Please write out every one of the rows below verbatim, keeping each character unchanged.

Coordinate annotation entries:
>> Begin
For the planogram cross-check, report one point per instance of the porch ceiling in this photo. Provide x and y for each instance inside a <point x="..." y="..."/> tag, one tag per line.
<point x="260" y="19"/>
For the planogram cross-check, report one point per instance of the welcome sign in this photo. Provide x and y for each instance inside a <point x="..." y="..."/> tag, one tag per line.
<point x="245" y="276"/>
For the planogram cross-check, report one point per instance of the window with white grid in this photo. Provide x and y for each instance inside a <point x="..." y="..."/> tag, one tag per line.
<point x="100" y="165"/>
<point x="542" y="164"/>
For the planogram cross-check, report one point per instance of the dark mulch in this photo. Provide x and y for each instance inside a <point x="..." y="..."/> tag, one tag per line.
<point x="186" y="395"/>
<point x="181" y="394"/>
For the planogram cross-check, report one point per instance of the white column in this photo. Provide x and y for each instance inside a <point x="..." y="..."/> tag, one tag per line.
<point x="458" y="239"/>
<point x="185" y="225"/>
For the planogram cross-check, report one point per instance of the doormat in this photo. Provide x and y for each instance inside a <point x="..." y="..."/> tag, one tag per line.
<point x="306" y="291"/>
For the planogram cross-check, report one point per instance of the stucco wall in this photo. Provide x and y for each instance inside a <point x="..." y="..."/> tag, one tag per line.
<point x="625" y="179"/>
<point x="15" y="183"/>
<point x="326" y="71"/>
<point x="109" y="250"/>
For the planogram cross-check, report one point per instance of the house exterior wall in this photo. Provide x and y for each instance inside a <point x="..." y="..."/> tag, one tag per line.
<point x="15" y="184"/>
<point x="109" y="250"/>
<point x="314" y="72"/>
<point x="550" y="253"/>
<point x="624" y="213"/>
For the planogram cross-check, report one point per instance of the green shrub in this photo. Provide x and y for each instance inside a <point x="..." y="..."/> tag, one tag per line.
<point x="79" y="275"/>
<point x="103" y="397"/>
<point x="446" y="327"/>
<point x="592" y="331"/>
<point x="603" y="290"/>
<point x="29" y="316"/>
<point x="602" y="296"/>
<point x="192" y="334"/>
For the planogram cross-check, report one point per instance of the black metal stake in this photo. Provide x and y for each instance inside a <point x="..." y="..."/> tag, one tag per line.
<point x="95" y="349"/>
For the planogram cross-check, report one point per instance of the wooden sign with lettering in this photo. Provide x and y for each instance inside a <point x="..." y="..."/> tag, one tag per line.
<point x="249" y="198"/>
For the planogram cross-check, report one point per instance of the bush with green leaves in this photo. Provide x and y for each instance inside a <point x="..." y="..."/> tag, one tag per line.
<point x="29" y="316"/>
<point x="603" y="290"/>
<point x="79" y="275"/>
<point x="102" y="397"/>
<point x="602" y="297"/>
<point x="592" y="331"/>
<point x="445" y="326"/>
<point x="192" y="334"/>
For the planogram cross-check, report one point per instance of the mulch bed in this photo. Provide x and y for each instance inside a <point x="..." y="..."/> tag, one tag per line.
>> End
### Task solution:
For the planogram cross-check, report one point per instance of the porch ceiling in this photo. Provide x and y for each instance inside a <point x="..." y="..."/> tag, one tag per line.
<point x="260" y="19"/>
For the planogram cross-check, report one point per instance of the welcome sign in this photo. Provide x and y for each instance inside a <point x="..." y="..."/> tag, one tag per line.
<point x="245" y="276"/>
For the planogram cross-check, report one point per instance of the window with white grid in this photo. Provide x and y for each instance inside a <point x="..." y="..."/> tag, one tag per line.
<point x="100" y="165"/>
<point x="542" y="164"/>
For the planogram cross-check, report one point per instance of the dark mulch in this photo. Provide x and y for each instance inside a <point x="..." y="..."/> tag, one tag per line.
<point x="186" y="395"/>
<point x="181" y="394"/>
For the planogram cross-check, report one point per instance of the white column in this photo. Provide x and y for each instance inside a <point x="..." y="..."/> tag, one tag per line.
<point x="458" y="239"/>
<point x="185" y="225"/>
For the planogram cross-check, report one point per instance of the doormat in this photo. Provide x and y for each instance inside a <point x="..." y="..."/> tag, one tag per line.
<point x="306" y="291"/>
For the planogram cross-check, report one point per instance of the stucco wall in this photo. Provide x and y for each instance inside a <point x="..." y="..."/> tag, one tag per line.
<point x="625" y="179"/>
<point x="15" y="183"/>
<point x="326" y="71"/>
<point x="109" y="250"/>
For the planogram cross-check, report one point per instance of the house exterior wall in this photo. Provide x and y for each instance inside a <point x="..." y="..."/> tag, one tag per line.
<point x="15" y="184"/>
<point x="109" y="250"/>
<point x="314" y="72"/>
<point x="550" y="253"/>
<point x="624" y="213"/>
For the planogram cross-check, report one point per instance of the green shrub in this photo. Provide x and y for each instance inside a <point x="..." y="..."/> tag, one tag per line.
<point x="79" y="275"/>
<point x="103" y="397"/>
<point x="446" y="327"/>
<point x="592" y="331"/>
<point x="603" y="290"/>
<point x="29" y="316"/>
<point x="602" y="296"/>
<point x="192" y="334"/>
For the planogram cross-check, report one point per instance of the black metal stake in this photo. Provide x and y for each instance inside a <point x="..." y="..."/> tag, one tag per line.
<point x="95" y="349"/>
For the planogram cross-check, report one point per instance of the wooden sign with lettering in this photo. Provide x and y for each instance inside a <point x="..." y="..."/> tag, one tag per line.
<point x="249" y="198"/>
For the planogram cross-check, report one point per instance of the bush with green leaves in this photo. Provide x and y for each instance inside a <point x="..." y="..."/> tag, one tag per line.
<point x="29" y="316"/>
<point x="603" y="290"/>
<point x="79" y="275"/>
<point x="102" y="397"/>
<point x="602" y="297"/>
<point x="592" y="331"/>
<point x="445" y="326"/>
<point x="192" y="334"/>
For the planogram cross-check, report one point per instance of the mulch bed in this photo. Provide x and y for each instance inside a <point x="..." y="..."/> tag, one tag per line.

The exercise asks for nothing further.